### RECORD SET
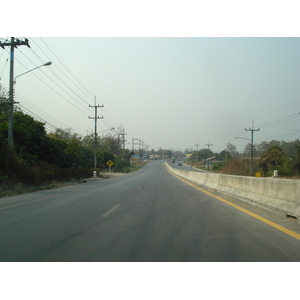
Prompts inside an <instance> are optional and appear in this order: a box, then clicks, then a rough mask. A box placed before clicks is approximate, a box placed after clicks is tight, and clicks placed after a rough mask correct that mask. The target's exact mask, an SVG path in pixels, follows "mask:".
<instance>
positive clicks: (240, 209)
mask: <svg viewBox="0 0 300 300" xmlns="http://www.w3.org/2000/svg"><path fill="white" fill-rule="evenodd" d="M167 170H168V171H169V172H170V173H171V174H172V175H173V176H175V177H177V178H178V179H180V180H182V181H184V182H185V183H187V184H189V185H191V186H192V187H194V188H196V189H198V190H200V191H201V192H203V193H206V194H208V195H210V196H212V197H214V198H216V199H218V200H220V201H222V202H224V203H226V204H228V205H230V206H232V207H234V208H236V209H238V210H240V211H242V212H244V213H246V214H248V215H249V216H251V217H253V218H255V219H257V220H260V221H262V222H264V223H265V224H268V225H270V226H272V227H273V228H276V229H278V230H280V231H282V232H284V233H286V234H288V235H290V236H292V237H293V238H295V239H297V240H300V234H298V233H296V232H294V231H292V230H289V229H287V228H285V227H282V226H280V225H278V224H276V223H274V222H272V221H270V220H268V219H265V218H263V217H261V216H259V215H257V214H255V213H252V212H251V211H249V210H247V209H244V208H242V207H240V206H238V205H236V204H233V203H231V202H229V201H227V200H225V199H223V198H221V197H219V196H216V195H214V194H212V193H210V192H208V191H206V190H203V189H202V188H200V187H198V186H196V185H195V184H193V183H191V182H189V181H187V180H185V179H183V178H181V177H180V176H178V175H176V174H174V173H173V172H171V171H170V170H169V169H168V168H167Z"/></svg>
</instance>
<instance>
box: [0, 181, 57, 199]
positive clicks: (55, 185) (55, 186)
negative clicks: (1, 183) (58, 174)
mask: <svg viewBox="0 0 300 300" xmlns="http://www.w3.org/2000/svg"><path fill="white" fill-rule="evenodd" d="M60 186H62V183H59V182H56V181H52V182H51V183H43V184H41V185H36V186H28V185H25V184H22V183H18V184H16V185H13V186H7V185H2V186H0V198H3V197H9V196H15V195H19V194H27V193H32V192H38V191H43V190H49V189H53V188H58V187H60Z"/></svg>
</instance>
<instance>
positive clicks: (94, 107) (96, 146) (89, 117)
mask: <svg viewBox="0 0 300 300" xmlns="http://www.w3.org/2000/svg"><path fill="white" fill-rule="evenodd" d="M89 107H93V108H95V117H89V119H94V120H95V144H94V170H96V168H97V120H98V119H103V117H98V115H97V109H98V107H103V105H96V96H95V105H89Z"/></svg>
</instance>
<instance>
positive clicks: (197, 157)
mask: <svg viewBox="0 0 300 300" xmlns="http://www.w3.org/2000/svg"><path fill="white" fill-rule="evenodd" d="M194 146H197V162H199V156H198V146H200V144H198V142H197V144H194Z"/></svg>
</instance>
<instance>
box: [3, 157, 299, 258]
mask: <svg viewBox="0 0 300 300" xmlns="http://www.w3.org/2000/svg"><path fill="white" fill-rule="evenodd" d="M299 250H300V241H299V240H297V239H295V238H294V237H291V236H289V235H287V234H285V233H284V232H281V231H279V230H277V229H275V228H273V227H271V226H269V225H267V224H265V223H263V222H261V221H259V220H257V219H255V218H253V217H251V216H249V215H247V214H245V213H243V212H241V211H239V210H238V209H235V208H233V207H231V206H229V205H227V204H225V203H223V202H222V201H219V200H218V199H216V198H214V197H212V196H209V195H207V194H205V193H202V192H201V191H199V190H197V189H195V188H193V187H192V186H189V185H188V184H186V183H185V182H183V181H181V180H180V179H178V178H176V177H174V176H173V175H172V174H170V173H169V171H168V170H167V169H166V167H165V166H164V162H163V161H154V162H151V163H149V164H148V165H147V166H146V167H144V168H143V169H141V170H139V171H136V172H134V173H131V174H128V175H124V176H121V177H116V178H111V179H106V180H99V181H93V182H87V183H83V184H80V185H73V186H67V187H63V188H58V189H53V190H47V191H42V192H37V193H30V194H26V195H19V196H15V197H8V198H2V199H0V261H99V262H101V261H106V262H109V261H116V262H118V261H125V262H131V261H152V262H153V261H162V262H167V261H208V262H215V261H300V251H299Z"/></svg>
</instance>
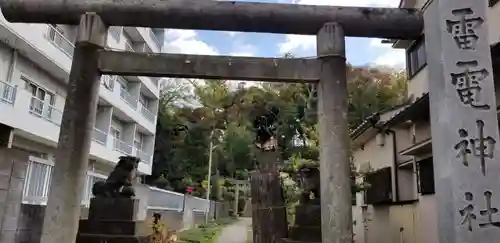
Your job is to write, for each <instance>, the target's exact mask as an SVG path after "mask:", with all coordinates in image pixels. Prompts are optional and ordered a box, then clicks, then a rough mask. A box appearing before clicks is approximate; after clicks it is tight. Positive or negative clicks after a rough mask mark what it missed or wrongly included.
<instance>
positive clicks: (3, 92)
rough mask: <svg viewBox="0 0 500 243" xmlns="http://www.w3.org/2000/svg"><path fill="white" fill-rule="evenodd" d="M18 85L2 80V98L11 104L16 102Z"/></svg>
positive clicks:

### REQUIRED ACTION
Could you reproduce the records above exactly, leaving out every picture?

### REPLY
Prompts inside an <instance> are optional and appear in this order: a box, then clicks, then a rough mask. A box placed before clicks is approximate, a box placed after clicks is tight, and clicks placed after a rough mask correct that mask. The target's exact mask, an SVG path in pixels, follows "mask:".
<instance>
positive clicks: (240, 209)
mask: <svg viewBox="0 0 300 300" xmlns="http://www.w3.org/2000/svg"><path fill="white" fill-rule="evenodd" d="M167 170H168V171H169V172H170V173H171V174H172V175H173V176H175V177H177V178H178V179H180V180H182V181H184V182H185V183H187V184H189V185H191V186H192V187H194V188H196V189H198V190H200V191H201V192H203V193H206V194H208V195H210V196H212V197H214V198H216V199H218V200H220V201H222V202H224V203H226V204H228V205H230V206H232V207H234V208H236V209H238V210H240V211H242V212H244V213H246V214H248V215H249V216H251V217H253V218H255V219H257V220H260V221H262V222H264V223H265V224H268V225H270V226H272V227H273V228H276V229H278V230H280V231H282V232H284V233H286V234H288V235H290V236H292V237H293V238H295V239H297V240H300V234H298V233H296V232H294V231H292V230H289V229H287V228H285V227H282V226H280V225H278V224H276V223H274V222H272V221H270V220H268V219H265V218H263V217H261V216H259V215H257V214H255V213H252V212H251V211H249V210H247V209H244V208H242V207H240V206H238V205H236V204H233V203H231V202H229V201H227V200H225V199H223V198H221V197H219V196H216V195H214V194H212V193H210V192H208V191H206V190H203V189H202V188H200V187H198V186H196V185H195V184H193V183H191V182H189V181H187V180H185V179H183V178H181V177H180V176H178V175H176V174H174V173H173V172H171V171H170V170H169V169H168V168H167Z"/></svg>
</instance>
<instance>
box: [0, 181, 57, 199]
positive clicks: (55, 185) (55, 186)
negative clicks: (1, 183) (58, 174)
mask: <svg viewBox="0 0 300 300" xmlns="http://www.w3.org/2000/svg"><path fill="white" fill-rule="evenodd" d="M60 186H62V183H59V182H56V181H52V182H51V183H43V184H41V185H36V186H28V185H25V184H22V183H18V184H16V185H13V186H7V185H2V186H0V198H3V197H9V196H15V195H19V194H27V193H32V192H38V191H43V190H49V189H53V188H58V187H60Z"/></svg>
</instance>
<instance>
positive clicks: (94, 107) (96, 146) (89, 117)
mask: <svg viewBox="0 0 300 300" xmlns="http://www.w3.org/2000/svg"><path fill="white" fill-rule="evenodd" d="M89 107H93V108H95V117H89V119H94V120H95V144H94V170H96V168H97V120H98V119H103V117H98V115H97V109H98V107H103V105H96V96H95V105H89Z"/></svg>
</instance>
<instance>
positive clicks: (197, 157)
mask: <svg viewBox="0 0 300 300" xmlns="http://www.w3.org/2000/svg"><path fill="white" fill-rule="evenodd" d="M194 146H197V162H199V156H198V146H200V144H198V142H197V144H194Z"/></svg>
</instance>
<instance>
box: [3, 157, 299, 258]
mask: <svg viewBox="0 0 300 300" xmlns="http://www.w3.org/2000/svg"><path fill="white" fill-rule="evenodd" d="M299 250H300V241H299V240H297V239H295V238H294V237H291V236H289V235H287V234H285V233H284V232H281V231H279V230H277V229H275V228H273V227H271V226H269V225H267V224H265V223H263V222H261V221H259V220H257V219H255V218H253V217H251V216H249V215H247V214H245V213H243V212H241V211H239V210H238V209H235V208H233V207H231V206H229V205H227V204H225V203H223V202H222V201H219V200H218V199H216V198H214V197H212V196H209V195H207V194H205V193H202V192H201V191H199V190H197V189H195V188H193V187H192V186H189V185H188V184H186V183H185V182H183V181H181V180H180V179H178V178H176V177H174V176H173V175H172V174H170V173H169V171H168V170H167V169H166V167H165V166H164V162H163V161H154V162H151V163H149V164H148V165H147V166H146V167H144V168H143V169H141V170H139V171H136V172H134V173H131V174H128V175H124V176H121V177H116V178H111V179H106V180H99V181H93V182H87V183H83V184H80V185H73V186H67V187H63V188H58V189H53V190H47V191H42V192H37V193H30V194H26V195H19V196H15V197H8V198H2V199H0V261H99V262H101V261H106V262H109V261H116V262H118V261H125V262H131V261H152V262H153V261H162V262H167V261H208V262H215V261H300V251H299Z"/></svg>
</instance>
Your job is to write, for each <instance>, the target's exact mask as an SVG path after "mask:", with all coordinates in image pixels. Prompts are optional and ordered a box, then clicks, then a rough mask. A box appearing before clicks is approximate; after clicks it is tight. Positive or negative clicks after a rough mask mark what it missed or wrongly included.
<instance>
positive clicks: (3, 92)
rough mask: <svg viewBox="0 0 500 243" xmlns="http://www.w3.org/2000/svg"><path fill="white" fill-rule="evenodd" d="M18 85L2 80V98L11 104L16 102Z"/></svg>
positive clicks:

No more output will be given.